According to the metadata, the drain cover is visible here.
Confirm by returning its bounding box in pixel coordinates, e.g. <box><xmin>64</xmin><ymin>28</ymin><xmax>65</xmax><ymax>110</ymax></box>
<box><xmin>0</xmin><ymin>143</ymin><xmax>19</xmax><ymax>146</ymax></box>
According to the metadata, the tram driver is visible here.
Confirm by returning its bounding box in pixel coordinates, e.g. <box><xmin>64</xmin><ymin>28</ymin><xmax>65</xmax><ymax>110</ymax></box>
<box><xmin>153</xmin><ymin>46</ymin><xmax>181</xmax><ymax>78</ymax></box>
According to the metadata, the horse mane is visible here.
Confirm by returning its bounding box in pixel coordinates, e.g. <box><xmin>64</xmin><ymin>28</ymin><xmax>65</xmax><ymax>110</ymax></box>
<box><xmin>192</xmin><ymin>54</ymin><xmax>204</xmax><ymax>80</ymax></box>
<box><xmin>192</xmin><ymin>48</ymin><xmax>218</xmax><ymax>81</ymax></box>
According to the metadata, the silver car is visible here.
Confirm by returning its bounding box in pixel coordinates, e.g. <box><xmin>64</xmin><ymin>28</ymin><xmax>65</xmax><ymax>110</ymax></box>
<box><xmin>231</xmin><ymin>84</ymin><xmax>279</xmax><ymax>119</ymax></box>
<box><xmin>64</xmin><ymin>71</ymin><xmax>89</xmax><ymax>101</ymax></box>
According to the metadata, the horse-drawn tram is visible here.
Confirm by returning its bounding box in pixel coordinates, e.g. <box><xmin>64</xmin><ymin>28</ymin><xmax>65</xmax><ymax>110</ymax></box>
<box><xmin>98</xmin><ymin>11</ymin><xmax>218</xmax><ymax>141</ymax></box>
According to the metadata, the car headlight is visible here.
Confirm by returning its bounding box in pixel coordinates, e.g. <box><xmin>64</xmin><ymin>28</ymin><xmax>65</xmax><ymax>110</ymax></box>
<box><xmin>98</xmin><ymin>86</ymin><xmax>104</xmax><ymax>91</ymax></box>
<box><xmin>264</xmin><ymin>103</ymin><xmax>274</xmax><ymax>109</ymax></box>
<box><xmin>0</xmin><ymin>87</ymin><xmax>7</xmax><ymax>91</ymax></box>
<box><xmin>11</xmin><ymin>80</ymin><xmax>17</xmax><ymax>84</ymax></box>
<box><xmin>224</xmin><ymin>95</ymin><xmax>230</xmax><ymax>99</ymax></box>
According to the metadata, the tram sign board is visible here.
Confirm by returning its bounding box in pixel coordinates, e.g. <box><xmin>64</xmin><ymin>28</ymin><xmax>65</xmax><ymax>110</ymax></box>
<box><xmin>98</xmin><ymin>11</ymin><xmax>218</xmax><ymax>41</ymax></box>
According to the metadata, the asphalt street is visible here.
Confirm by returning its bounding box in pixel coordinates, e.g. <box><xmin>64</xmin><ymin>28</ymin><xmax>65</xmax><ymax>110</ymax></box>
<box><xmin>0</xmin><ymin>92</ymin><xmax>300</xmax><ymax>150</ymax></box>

- [Task description] Put every record above into a two-column CSV with the columns record_text and answer, one row per record. Enclose each field in quotes and replace any line breaks inside a field with spaces.

- [Result]
record_text,answer
"According to the metadata, the drain cover is visible here. Confirm by returning its bounding box in pixel coordinates, e.g. <box><xmin>64</xmin><ymin>28</ymin><xmax>65</xmax><ymax>110</ymax></box>","<box><xmin>0</xmin><ymin>143</ymin><xmax>19</xmax><ymax>146</ymax></box>"
"According to the metadata, the tram driver is visible here. Confirm by returning its bounding box in pixel coordinates, e.g. <box><xmin>64</xmin><ymin>28</ymin><xmax>65</xmax><ymax>110</ymax></box>","<box><xmin>153</xmin><ymin>46</ymin><xmax>181</xmax><ymax>78</ymax></box>"
"According to the metadata, the horse mane is visible here. Confirm by returning its bounding box in pixel coordinates, e.g. <box><xmin>64</xmin><ymin>28</ymin><xmax>65</xmax><ymax>110</ymax></box>","<box><xmin>192</xmin><ymin>54</ymin><xmax>204</xmax><ymax>80</ymax></box> <box><xmin>192</xmin><ymin>48</ymin><xmax>218</xmax><ymax>81</ymax></box>"
"According to the metadata, the silver car is visible here. Confirm by returning its bounding box in pixel coordinates, e.g. <box><xmin>64</xmin><ymin>28</ymin><xmax>65</xmax><ymax>110</ymax></box>","<box><xmin>231</xmin><ymin>84</ymin><xmax>279</xmax><ymax>119</ymax></box> <box><xmin>64</xmin><ymin>71</ymin><xmax>89</xmax><ymax>101</ymax></box>"
"According to the metadata, the horse-drawn tram is visible here. Confirm by returning its bounding box in pixel coordinates, e.g. <box><xmin>64</xmin><ymin>28</ymin><xmax>65</xmax><ymax>110</ymax></box>","<box><xmin>98</xmin><ymin>11</ymin><xmax>218</xmax><ymax>141</ymax></box>"
"According to the metadata, the car headlight is visible here. Confirm by returning its bounding box in pixel coordinates, e.g. <box><xmin>64</xmin><ymin>28</ymin><xmax>65</xmax><ymax>110</ymax></box>","<box><xmin>98</xmin><ymin>86</ymin><xmax>104</xmax><ymax>91</ymax></box> <box><xmin>264</xmin><ymin>103</ymin><xmax>274</xmax><ymax>109</ymax></box> <box><xmin>0</xmin><ymin>87</ymin><xmax>7</xmax><ymax>91</ymax></box> <box><xmin>11</xmin><ymin>80</ymin><xmax>17</xmax><ymax>84</ymax></box> <box><xmin>224</xmin><ymin>95</ymin><xmax>230</xmax><ymax>99</ymax></box>"
"According to the metadata, the tram sign board is visible here. Confirm by returning its bounding box in pixel coordinates, e.g. <box><xmin>64</xmin><ymin>28</ymin><xmax>65</xmax><ymax>110</ymax></box>","<box><xmin>98</xmin><ymin>11</ymin><xmax>218</xmax><ymax>41</ymax></box>"
"According to the metadata, the asphalt street is visible here. Confirm by returning its bounding box in pixel coordinates, e.g. <box><xmin>64</xmin><ymin>28</ymin><xmax>65</xmax><ymax>110</ymax></box>","<box><xmin>0</xmin><ymin>92</ymin><xmax>300</xmax><ymax>150</ymax></box>"